**What to work on**
For this task, retype the records below exactly.
──────── Extracted entries ────────
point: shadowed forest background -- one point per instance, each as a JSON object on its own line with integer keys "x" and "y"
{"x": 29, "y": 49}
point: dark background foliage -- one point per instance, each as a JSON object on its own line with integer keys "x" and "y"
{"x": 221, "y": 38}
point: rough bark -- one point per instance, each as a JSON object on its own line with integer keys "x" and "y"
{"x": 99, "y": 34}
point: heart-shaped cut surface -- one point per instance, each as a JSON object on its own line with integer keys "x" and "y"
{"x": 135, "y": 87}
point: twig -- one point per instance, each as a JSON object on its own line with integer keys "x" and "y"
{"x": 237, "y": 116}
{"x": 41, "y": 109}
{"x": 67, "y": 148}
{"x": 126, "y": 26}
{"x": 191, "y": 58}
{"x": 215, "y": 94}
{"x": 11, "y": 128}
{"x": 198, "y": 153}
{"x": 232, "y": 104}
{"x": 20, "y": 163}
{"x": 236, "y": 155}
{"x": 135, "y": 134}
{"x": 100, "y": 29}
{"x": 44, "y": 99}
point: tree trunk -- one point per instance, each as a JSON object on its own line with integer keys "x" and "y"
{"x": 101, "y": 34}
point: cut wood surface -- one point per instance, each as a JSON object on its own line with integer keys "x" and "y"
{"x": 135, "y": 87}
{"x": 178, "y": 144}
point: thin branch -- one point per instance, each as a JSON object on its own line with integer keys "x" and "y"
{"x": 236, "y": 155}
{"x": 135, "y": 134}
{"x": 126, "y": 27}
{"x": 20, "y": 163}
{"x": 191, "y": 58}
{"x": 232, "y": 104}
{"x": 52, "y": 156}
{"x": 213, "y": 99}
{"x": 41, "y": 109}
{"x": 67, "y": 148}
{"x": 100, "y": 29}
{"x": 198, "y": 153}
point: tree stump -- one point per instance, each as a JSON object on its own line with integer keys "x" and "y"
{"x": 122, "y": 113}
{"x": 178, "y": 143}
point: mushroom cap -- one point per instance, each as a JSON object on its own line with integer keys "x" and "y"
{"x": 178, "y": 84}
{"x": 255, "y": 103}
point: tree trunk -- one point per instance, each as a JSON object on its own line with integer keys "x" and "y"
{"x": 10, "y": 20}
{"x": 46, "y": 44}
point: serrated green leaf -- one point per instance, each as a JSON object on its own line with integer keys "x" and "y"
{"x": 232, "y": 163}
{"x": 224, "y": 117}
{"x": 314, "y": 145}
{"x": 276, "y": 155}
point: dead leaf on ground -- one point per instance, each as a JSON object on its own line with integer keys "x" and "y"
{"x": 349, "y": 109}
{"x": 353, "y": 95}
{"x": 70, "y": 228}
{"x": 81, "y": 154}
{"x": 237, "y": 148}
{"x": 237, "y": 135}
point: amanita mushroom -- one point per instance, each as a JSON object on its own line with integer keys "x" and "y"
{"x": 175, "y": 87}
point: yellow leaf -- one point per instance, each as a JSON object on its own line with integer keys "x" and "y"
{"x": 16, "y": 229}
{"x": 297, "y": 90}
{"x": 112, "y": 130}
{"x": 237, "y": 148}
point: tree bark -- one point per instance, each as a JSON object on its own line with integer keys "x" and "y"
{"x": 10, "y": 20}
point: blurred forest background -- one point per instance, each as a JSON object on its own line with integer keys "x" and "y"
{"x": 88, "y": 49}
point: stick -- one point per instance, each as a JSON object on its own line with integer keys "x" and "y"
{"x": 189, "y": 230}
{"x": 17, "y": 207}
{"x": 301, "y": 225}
────────
**Solution for this exercise**
point: shadowed forest background -- one point per instance, each as a JSON object on its own line with integer keys "x" and "y"
{"x": 29, "y": 49}
point: dark background foliage -- one point per instance, each as a JSON object on its own line with integer keys "x" and "y"
{"x": 221, "y": 38}
point: rough bark -- one point per instance, each as a JSON object on its own line with integer keys "x" and "y"
{"x": 99, "y": 34}
point: heart-shaped cut surface -- one point per instance, each as a JSON object on its own line with integer keys "x" and "y"
{"x": 135, "y": 87}
point: twig -- one point per instance, each as a JSON object on its own line with integer keys "x" and "y"
{"x": 237, "y": 116}
{"x": 41, "y": 109}
{"x": 67, "y": 148}
{"x": 126, "y": 26}
{"x": 191, "y": 58}
{"x": 215, "y": 94}
{"x": 11, "y": 128}
{"x": 198, "y": 153}
{"x": 232, "y": 104}
{"x": 20, "y": 163}
{"x": 236, "y": 155}
{"x": 135, "y": 134}
{"x": 100, "y": 29}
{"x": 44, "y": 99}
point: tree trunk -- one point per instance, each as a JSON object on its own line with integer keys "x" and "y"
{"x": 101, "y": 34}
point: cut wood surface -- one point per instance, each as a JSON object on its own line with integer keys "x" and "y"
{"x": 135, "y": 87}
{"x": 178, "y": 144}
point: thin branch -- one point per instance, each as a JSON object on its own line with integer keys "x" and "y"
{"x": 236, "y": 155}
{"x": 135, "y": 134}
{"x": 126, "y": 27}
{"x": 20, "y": 163}
{"x": 191, "y": 58}
{"x": 232, "y": 104}
{"x": 52, "y": 156}
{"x": 213, "y": 99}
{"x": 41, "y": 109}
{"x": 67, "y": 148}
{"x": 100, "y": 29}
{"x": 198, "y": 153}
point: tree stump -- one point per instance, each as a JSON object on its own line with integer keys "x" and "y"
{"x": 122, "y": 113}
{"x": 178, "y": 143}
point: mushroom cap -- one point per instance, each as a JSON object on its own line with integer keys "x" and "y"
{"x": 178, "y": 84}
{"x": 255, "y": 103}
point: tree trunk -- one point per instance, each as a JSON object on its own line with integer keys "x" and "y"
{"x": 10, "y": 20}
{"x": 46, "y": 44}
point: serrated green leaf -- one point per instance, each as a JSON object on its own line with integer keys "x" and "y"
{"x": 232, "y": 163}
{"x": 224, "y": 117}
{"x": 314, "y": 145}
{"x": 276, "y": 155}
point: dead leaf on ground -- one point per instance, each as a JSON object on its own line with integer keys "x" and "y"
{"x": 349, "y": 109}
{"x": 353, "y": 95}
{"x": 70, "y": 228}
{"x": 81, "y": 154}
{"x": 237, "y": 148}
{"x": 237, "y": 135}
point: amanita mushroom -- one point per instance, each as a JSON object on its own line with integer keys "x" and "y"
{"x": 175, "y": 87}
point: yellow leaf -- one point per instance, each as a JSON object on its own line with integer keys "x" and "y"
{"x": 16, "y": 229}
{"x": 297, "y": 90}
{"x": 112, "y": 130}
{"x": 237, "y": 148}
point: tree bark -- one point per instance, each as a JSON object on its own line with integer keys "x" and "y"
{"x": 10, "y": 20}
point: blurred forest background -- one point per instance, each as a JSON object on its own line with integer keys "x" and "y"
{"x": 88, "y": 49}
point: stick -- one point per instance, each as a JSON object on its own line with integer keys "x" and "y"
{"x": 189, "y": 230}
{"x": 17, "y": 207}
{"x": 301, "y": 225}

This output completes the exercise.